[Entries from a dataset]
## Begin

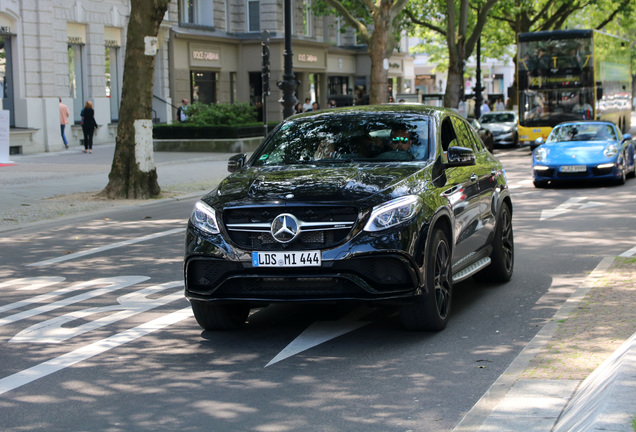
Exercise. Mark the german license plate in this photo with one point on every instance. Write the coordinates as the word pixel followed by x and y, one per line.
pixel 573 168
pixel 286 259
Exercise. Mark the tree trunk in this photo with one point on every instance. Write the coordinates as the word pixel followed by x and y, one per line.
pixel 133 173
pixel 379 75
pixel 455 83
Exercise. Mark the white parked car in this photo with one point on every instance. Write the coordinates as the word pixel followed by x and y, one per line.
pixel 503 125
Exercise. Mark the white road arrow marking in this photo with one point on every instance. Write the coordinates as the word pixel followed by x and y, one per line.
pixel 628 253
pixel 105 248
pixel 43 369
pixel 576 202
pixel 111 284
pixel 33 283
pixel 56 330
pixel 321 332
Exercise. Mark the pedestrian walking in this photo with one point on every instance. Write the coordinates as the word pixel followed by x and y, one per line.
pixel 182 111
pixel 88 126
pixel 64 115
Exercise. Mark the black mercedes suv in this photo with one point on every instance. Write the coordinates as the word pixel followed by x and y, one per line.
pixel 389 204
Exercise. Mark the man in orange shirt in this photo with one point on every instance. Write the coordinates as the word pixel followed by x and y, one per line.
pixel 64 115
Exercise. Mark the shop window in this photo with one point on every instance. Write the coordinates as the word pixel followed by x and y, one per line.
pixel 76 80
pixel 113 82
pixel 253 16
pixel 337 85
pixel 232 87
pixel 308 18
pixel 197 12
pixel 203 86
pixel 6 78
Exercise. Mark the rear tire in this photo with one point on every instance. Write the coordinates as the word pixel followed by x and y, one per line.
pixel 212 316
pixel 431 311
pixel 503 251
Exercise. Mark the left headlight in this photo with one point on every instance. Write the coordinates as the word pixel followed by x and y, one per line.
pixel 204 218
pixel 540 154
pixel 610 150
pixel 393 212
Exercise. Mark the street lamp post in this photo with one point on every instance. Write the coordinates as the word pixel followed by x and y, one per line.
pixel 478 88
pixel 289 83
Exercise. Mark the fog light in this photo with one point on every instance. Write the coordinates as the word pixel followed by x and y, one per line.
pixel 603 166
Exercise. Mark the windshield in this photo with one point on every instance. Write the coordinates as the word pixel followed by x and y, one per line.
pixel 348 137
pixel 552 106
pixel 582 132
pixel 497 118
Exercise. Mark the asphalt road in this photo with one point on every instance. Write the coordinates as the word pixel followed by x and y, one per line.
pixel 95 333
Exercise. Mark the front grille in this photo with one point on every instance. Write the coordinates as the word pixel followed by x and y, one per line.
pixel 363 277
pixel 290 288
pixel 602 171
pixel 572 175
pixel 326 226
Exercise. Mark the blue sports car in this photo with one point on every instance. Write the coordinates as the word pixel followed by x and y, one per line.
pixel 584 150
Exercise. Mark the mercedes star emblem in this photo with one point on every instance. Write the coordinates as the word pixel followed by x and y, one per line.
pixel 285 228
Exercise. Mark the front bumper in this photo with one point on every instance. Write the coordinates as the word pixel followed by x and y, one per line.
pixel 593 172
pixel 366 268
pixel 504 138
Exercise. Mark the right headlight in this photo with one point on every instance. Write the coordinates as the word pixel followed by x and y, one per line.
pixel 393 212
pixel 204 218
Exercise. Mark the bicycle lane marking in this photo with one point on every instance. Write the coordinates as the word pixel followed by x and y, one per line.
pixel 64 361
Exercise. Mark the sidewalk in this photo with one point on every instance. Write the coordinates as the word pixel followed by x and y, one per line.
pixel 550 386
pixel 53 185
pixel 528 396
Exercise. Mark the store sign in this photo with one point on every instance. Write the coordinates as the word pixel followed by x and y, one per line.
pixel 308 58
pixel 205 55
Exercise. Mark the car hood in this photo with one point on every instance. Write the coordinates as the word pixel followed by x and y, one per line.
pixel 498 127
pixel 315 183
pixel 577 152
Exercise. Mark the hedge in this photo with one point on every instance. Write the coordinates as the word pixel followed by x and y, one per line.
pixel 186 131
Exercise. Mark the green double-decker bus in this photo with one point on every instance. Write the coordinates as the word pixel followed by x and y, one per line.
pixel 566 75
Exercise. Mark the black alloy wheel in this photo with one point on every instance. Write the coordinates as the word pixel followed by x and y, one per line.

## End
## Begin

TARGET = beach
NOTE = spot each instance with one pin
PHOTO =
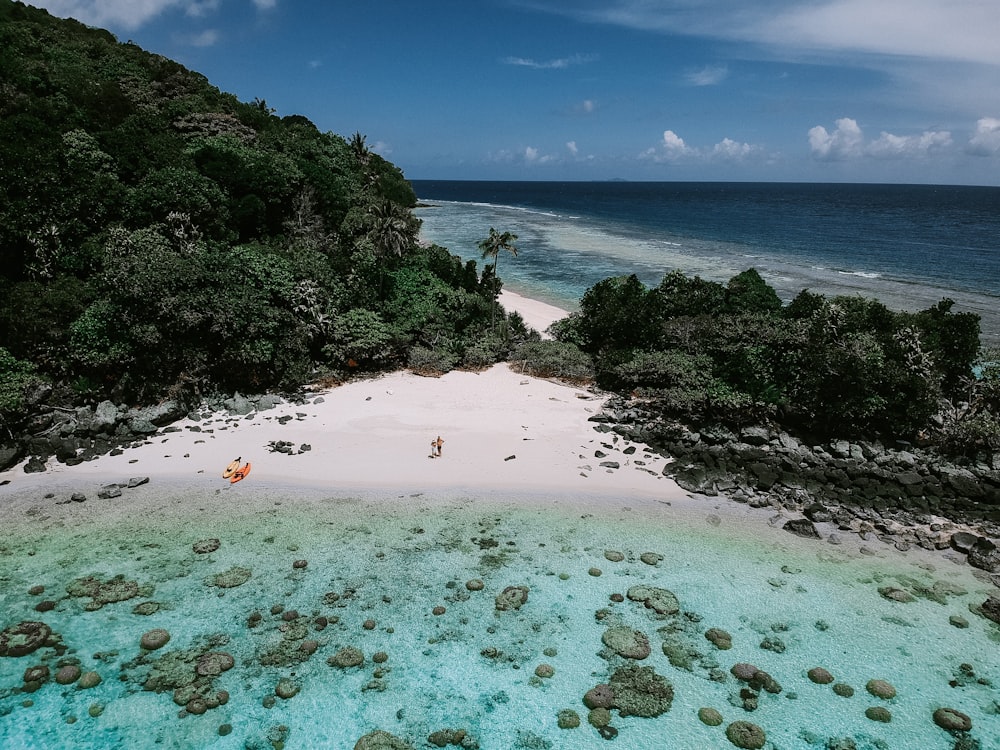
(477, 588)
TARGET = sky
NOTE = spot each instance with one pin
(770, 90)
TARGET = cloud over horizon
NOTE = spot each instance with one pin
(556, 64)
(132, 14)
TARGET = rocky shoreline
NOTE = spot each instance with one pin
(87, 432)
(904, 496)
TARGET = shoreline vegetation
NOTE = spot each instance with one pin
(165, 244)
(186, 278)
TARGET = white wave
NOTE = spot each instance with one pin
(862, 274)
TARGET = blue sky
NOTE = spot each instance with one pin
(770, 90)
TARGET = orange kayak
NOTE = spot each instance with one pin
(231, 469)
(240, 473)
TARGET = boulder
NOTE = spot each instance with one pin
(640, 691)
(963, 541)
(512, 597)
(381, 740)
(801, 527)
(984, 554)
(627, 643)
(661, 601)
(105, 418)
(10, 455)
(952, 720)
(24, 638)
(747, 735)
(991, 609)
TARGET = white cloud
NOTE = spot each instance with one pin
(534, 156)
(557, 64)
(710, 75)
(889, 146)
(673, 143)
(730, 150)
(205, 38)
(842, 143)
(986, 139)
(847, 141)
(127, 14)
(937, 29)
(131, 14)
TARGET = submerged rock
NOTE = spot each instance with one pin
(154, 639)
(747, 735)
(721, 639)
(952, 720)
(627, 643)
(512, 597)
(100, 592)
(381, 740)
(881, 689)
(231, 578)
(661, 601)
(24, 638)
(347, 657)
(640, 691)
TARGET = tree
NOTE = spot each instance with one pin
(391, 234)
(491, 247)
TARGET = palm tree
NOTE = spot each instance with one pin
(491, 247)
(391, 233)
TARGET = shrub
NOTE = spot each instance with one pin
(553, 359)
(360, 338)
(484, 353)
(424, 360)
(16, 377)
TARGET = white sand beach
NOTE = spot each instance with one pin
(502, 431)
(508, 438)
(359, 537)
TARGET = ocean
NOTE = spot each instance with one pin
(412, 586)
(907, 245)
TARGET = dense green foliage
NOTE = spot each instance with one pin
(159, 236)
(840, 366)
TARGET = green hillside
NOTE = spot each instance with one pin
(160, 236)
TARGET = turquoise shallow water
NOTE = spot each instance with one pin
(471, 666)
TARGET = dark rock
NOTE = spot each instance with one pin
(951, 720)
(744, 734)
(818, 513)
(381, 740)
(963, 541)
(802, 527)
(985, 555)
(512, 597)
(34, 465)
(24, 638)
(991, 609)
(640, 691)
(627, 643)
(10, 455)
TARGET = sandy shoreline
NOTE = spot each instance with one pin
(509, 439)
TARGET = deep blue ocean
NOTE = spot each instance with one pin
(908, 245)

## End

*Directive*:
Please pull out every line of the rows above that contains the string "front".

*Output*:
Exercise. Mark the front grille in this photo with one point on every instance. Write the coordinates as the word pixel followed by x and y, one per line.
Exercise. Mark the front bumper in this photo with one point on every instance. Write the coordinates as the word pixel followed by x and y, one per line.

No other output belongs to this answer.